• _TASK GOAL_
If a line in the listing includes the word "front", copy it out.

• _MATERIAL TO PROCESS_
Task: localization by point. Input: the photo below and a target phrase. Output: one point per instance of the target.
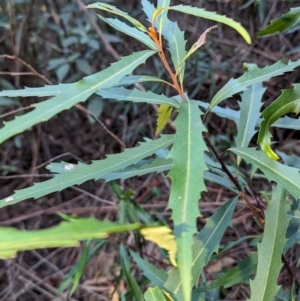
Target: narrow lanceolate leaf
(77, 92)
(287, 102)
(155, 294)
(286, 176)
(200, 42)
(135, 95)
(56, 89)
(163, 116)
(112, 9)
(176, 46)
(155, 275)
(206, 243)
(285, 122)
(163, 16)
(66, 234)
(38, 92)
(130, 31)
(238, 274)
(285, 22)
(199, 12)
(187, 184)
(255, 75)
(264, 287)
(173, 35)
(250, 106)
(96, 170)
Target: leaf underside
(77, 92)
(264, 287)
(287, 102)
(206, 242)
(253, 76)
(187, 184)
(95, 171)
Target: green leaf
(164, 113)
(163, 16)
(116, 11)
(287, 102)
(54, 90)
(39, 91)
(156, 276)
(96, 170)
(66, 234)
(264, 287)
(253, 76)
(206, 242)
(126, 270)
(200, 42)
(286, 176)
(154, 294)
(173, 35)
(80, 268)
(236, 275)
(199, 12)
(285, 122)
(135, 95)
(130, 31)
(250, 107)
(286, 21)
(164, 238)
(77, 92)
(187, 184)
(220, 180)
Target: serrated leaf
(200, 42)
(206, 242)
(155, 275)
(199, 12)
(77, 92)
(264, 287)
(96, 170)
(130, 31)
(255, 75)
(39, 91)
(154, 294)
(286, 21)
(146, 167)
(135, 95)
(66, 234)
(294, 239)
(285, 122)
(112, 9)
(286, 176)
(126, 271)
(163, 116)
(164, 238)
(236, 275)
(56, 89)
(287, 102)
(187, 184)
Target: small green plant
(187, 162)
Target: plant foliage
(183, 154)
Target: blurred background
(59, 41)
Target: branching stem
(175, 85)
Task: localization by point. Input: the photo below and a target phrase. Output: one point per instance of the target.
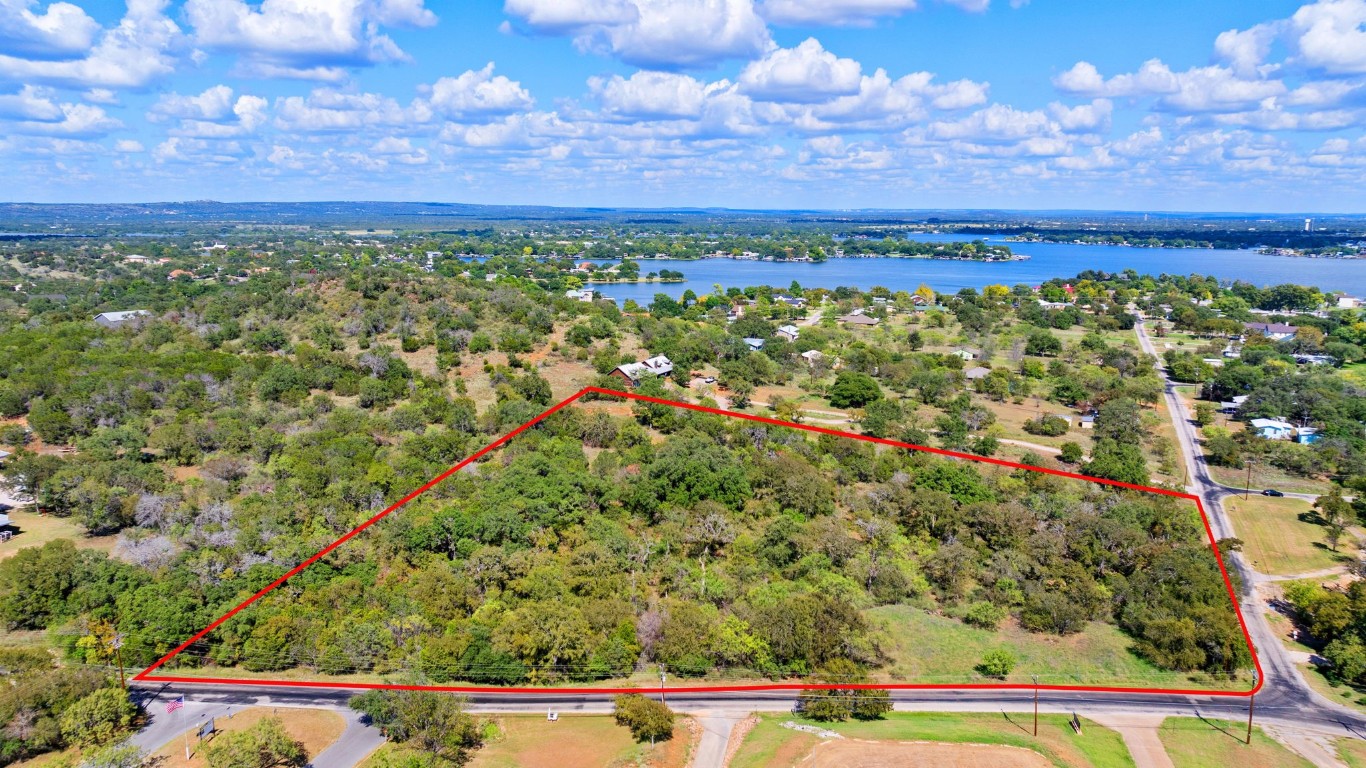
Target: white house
(119, 319)
(633, 372)
(1272, 428)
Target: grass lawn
(575, 741)
(317, 729)
(769, 745)
(1216, 744)
(935, 649)
(33, 529)
(1269, 477)
(1277, 541)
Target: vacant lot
(769, 745)
(32, 529)
(936, 649)
(570, 742)
(1215, 744)
(1276, 539)
(847, 753)
(317, 729)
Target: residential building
(1272, 428)
(119, 319)
(634, 372)
(1273, 331)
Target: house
(857, 319)
(634, 372)
(1272, 428)
(1273, 331)
(1230, 406)
(119, 319)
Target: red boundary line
(148, 677)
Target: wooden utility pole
(1036, 705)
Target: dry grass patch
(317, 729)
(1279, 539)
(33, 529)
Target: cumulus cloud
(478, 93)
(60, 30)
(29, 104)
(302, 38)
(648, 94)
(660, 34)
(802, 74)
(131, 53)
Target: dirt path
(716, 735)
(850, 753)
(1139, 734)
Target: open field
(1216, 744)
(575, 741)
(936, 649)
(1277, 541)
(33, 529)
(769, 745)
(317, 729)
(1269, 477)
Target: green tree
(853, 390)
(99, 718)
(646, 718)
(264, 745)
(997, 663)
(430, 722)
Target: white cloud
(648, 94)
(478, 92)
(305, 38)
(832, 12)
(29, 104)
(803, 74)
(1329, 36)
(78, 120)
(131, 53)
(660, 34)
(60, 30)
(1093, 116)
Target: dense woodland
(249, 422)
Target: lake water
(1047, 260)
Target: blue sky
(1156, 105)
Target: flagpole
(186, 734)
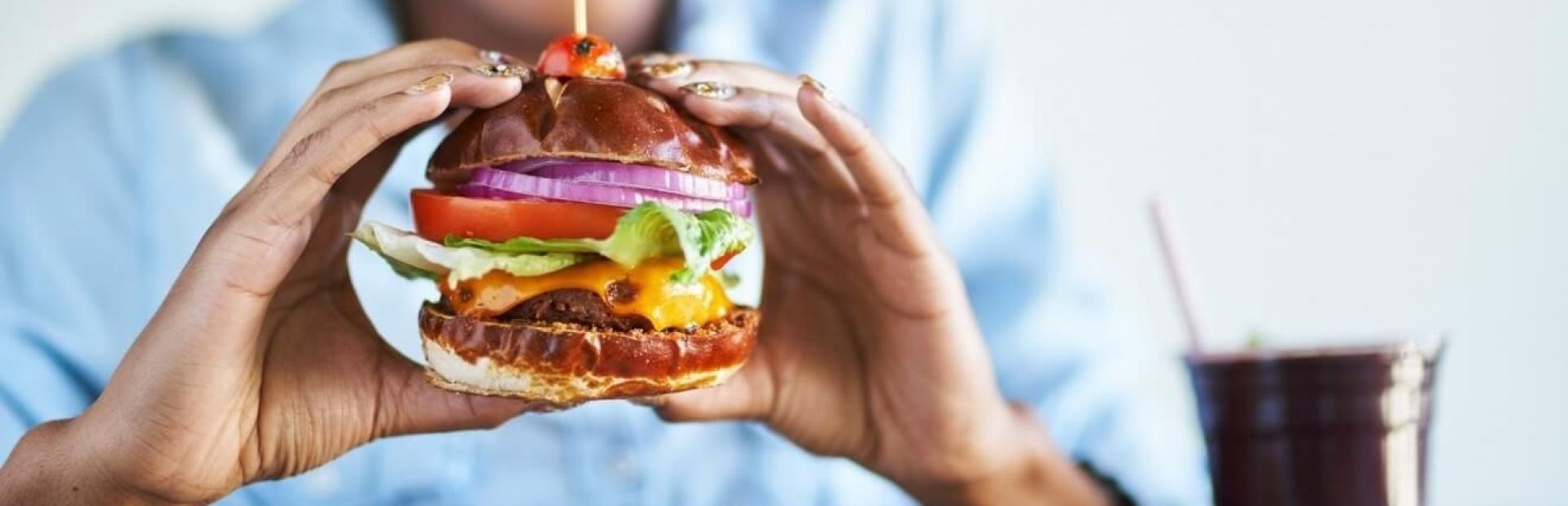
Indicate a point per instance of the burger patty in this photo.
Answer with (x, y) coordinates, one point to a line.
(572, 306)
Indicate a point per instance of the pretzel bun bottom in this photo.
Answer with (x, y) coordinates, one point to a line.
(562, 365)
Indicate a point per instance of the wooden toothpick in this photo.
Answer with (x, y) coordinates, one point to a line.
(582, 16)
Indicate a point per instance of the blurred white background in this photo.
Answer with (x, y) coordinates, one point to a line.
(1341, 168)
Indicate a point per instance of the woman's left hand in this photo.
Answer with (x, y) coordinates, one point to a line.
(869, 348)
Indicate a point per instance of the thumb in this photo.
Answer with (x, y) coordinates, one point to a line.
(410, 404)
(748, 395)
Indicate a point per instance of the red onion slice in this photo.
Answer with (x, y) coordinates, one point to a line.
(491, 184)
(631, 176)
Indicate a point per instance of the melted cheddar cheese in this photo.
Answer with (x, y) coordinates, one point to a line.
(664, 303)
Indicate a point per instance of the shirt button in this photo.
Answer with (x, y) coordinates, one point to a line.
(623, 465)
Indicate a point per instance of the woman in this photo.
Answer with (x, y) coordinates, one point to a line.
(242, 375)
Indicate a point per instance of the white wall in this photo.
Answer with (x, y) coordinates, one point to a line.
(1339, 167)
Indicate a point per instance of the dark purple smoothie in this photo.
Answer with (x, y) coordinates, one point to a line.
(1317, 426)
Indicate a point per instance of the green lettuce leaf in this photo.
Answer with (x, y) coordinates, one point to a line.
(416, 257)
(648, 231)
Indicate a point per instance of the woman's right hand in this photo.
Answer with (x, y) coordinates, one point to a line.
(261, 364)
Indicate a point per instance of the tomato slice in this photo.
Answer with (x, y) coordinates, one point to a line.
(438, 215)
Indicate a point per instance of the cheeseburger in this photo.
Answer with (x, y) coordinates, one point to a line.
(576, 235)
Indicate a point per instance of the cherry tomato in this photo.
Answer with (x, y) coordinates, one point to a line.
(589, 55)
(438, 215)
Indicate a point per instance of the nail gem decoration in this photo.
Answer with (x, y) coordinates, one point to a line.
(711, 89)
(504, 69)
(821, 88)
(668, 69)
(430, 84)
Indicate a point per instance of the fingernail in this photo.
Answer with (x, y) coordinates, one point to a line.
(668, 69)
(650, 401)
(430, 84)
(711, 89)
(493, 55)
(821, 88)
(653, 57)
(504, 69)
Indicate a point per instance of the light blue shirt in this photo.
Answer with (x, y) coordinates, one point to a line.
(116, 167)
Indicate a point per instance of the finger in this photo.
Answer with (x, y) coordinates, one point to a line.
(773, 116)
(410, 404)
(469, 88)
(668, 76)
(748, 395)
(894, 211)
(416, 54)
(877, 174)
(653, 59)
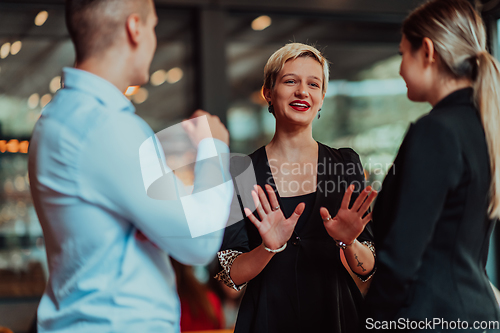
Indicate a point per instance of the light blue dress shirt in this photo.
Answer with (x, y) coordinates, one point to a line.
(89, 193)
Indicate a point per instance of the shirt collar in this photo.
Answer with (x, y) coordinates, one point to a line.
(461, 96)
(104, 91)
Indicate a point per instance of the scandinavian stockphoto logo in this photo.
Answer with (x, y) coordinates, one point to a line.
(168, 161)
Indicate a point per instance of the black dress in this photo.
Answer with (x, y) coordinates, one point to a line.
(431, 224)
(305, 288)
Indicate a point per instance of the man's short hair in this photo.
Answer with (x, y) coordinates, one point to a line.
(94, 25)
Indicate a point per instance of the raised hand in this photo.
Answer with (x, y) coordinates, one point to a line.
(274, 229)
(348, 224)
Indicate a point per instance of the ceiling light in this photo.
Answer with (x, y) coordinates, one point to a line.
(261, 22)
(55, 84)
(174, 75)
(158, 77)
(16, 47)
(41, 18)
(4, 50)
(33, 101)
(45, 100)
(141, 96)
(132, 90)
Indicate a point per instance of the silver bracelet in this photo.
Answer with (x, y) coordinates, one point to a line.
(274, 251)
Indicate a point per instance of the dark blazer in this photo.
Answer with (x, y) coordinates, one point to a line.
(305, 288)
(431, 224)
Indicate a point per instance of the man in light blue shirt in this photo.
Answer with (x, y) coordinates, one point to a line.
(86, 178)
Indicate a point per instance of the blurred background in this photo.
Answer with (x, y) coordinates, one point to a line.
(211, 55)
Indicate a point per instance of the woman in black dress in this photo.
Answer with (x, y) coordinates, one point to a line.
(289, 255)
(438, 205)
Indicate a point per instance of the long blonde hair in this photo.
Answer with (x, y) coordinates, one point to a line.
(459, 38)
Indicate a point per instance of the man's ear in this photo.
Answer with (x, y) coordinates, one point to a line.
(428, 49)
(132, 25)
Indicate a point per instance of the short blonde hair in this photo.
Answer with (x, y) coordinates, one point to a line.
(289, 52)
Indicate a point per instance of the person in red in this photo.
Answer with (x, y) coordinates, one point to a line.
(201, 308)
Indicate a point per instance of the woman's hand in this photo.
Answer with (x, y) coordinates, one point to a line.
(348, 224)
(274, 229)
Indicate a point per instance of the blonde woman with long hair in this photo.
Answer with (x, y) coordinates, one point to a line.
(437, 208)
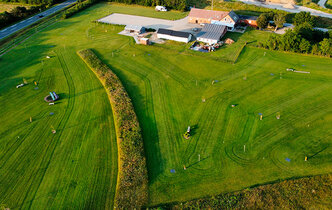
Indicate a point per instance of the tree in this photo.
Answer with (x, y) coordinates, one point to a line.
(304, 46)
(262, 21)
(273, 42)
(315, 49)
(303, 17)
(326, 46)
(279, 20)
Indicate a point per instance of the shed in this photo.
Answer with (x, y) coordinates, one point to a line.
(178, 36)
(134, 29)
(249, 20)
(211, 33)
(202, 16)
(144, 41)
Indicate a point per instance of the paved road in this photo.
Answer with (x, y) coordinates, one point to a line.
(322, 3)
(24, 23)
(296, 9)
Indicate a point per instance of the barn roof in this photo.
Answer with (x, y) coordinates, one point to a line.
(207, 14)
(173, 33)
(212, 31)
(213, 15)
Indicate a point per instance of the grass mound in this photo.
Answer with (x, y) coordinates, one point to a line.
(132, 186)
(304, 193)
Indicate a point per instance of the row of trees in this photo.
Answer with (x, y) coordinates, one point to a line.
(18, 13)
(278, 19)
(172, 4)
(302, 38)
(132, 185)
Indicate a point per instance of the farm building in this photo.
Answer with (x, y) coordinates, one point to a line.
(211, 33)
(249, 20)
(178, 36)
(199, 16)
(134, 29)
(144, 41)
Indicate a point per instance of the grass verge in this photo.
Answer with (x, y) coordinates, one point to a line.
(132, 185)
(304, 193)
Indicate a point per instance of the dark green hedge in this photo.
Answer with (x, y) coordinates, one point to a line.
(132, 185)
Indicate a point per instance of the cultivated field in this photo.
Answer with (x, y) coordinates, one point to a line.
(77, 165)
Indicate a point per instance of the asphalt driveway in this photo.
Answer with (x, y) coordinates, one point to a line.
(24, 23)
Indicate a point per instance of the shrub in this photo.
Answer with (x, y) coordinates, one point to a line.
(132, 184)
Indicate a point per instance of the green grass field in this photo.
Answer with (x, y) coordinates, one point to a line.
(77, 165)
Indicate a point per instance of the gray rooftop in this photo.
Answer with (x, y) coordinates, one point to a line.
(212, 31)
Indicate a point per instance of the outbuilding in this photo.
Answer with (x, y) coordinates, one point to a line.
(144, 41)
(178, 36)
(202, 16)
(211, 33)
(135, 29)
(249, 20)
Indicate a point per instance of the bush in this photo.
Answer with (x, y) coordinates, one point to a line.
(132, 185)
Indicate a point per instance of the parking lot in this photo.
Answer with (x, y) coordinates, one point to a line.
(155, 23)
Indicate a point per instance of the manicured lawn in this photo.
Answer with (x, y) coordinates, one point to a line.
(77, 166)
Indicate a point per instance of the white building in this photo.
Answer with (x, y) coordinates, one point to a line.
(178, 36)
(134, 29)
(211, 33)
(161, 9)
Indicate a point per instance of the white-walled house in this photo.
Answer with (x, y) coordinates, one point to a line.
(178, 36)
(211, 33)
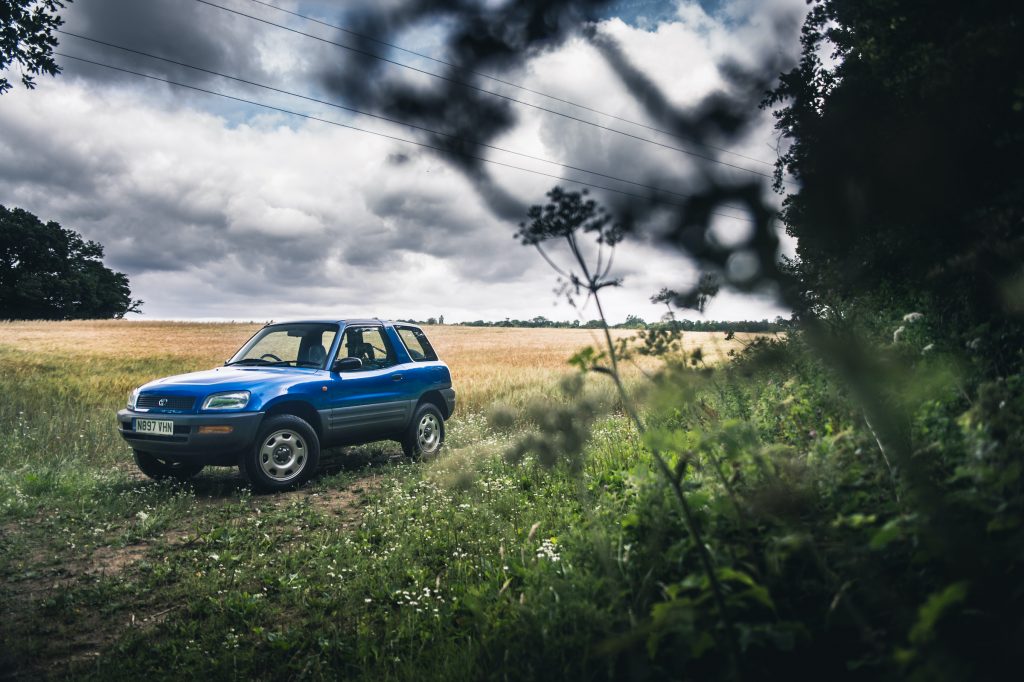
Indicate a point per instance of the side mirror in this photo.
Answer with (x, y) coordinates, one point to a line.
(347, 365)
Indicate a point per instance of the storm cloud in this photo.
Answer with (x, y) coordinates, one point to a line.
(216, 210)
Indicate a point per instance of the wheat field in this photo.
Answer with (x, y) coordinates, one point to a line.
(488, 365)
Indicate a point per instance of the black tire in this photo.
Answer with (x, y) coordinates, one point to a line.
(425, 435)
(286, 454)
(161, 469)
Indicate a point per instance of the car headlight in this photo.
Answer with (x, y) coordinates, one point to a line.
(230, 400)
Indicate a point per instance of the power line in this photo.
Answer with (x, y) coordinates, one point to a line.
(377, 116)
(380, 134)
(483, 90)
(502, 81)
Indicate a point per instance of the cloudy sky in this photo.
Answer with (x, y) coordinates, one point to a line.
(221, 209)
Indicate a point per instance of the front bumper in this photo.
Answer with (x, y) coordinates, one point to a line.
(187, 443)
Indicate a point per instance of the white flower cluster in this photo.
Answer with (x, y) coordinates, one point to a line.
(548, 550)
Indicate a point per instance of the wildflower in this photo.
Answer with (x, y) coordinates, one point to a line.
(548, 550)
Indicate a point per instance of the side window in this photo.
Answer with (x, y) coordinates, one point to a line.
(416, 343)
(370, 345)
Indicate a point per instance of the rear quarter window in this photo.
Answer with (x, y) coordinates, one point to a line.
(417, 345)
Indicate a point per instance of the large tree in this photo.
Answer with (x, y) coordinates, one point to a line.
(906, 120)
(49, 272)
(27, 39)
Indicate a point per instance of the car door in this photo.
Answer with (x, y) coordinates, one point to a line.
(372, 401)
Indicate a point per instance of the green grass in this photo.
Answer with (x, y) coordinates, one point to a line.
(484, 565)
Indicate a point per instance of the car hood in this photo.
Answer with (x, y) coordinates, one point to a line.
(230, 378)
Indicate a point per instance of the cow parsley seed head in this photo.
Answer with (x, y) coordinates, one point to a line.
(548, 550)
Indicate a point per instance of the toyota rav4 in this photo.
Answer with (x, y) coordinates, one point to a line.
(292, 389)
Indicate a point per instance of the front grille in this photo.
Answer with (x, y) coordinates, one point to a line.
(170, 401)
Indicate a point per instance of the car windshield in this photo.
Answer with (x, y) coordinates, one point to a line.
(295, 345)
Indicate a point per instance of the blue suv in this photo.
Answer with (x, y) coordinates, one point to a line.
(292, 389)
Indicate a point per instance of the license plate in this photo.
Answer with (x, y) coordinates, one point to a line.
(155, 426)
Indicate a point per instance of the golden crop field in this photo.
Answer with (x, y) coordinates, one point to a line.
(487, 364)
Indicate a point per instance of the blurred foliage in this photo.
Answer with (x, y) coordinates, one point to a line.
(27, 39)
(906, 127)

• _REPLY_
Indicate a point per instance of the front bumper in this photo.
Indicate a point per instance of the front grille in this photo.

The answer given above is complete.